TASK STATEMENT: How many lines in the items below contain the string "shirt"? Reply with the number alone.

SOURCE MATERIAL:

+===+

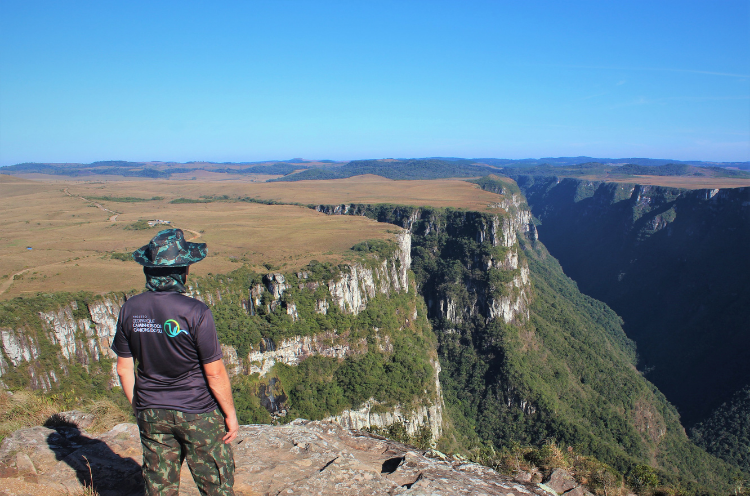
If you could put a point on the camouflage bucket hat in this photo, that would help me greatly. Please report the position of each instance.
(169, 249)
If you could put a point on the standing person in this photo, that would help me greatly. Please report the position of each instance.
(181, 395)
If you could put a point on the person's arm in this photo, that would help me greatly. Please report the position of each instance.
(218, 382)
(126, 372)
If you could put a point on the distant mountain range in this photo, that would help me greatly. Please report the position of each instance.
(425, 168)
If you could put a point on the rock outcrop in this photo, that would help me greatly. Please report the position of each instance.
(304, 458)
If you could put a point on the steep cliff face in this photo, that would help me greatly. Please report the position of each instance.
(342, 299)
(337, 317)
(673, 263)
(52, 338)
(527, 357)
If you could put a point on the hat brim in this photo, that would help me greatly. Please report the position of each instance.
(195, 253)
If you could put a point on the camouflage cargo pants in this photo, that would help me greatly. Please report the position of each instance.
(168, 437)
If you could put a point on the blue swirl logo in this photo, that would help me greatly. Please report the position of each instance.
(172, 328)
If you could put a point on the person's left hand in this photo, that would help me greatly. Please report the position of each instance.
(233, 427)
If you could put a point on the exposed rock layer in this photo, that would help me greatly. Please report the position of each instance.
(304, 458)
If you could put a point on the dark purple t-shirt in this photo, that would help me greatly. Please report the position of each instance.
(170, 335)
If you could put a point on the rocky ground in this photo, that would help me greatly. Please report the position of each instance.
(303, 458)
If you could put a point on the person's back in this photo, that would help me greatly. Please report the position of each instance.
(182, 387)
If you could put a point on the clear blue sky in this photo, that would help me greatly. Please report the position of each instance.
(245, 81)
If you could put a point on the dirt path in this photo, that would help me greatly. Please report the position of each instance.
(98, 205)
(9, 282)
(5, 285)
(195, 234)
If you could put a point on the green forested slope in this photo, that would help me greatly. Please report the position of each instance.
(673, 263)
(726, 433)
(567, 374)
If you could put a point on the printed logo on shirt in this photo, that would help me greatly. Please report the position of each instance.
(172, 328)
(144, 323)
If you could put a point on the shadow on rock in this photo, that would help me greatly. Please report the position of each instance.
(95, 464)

+===+

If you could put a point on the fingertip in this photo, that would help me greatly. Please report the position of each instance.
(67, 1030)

+===+

WRITTEN SOLUTION: 2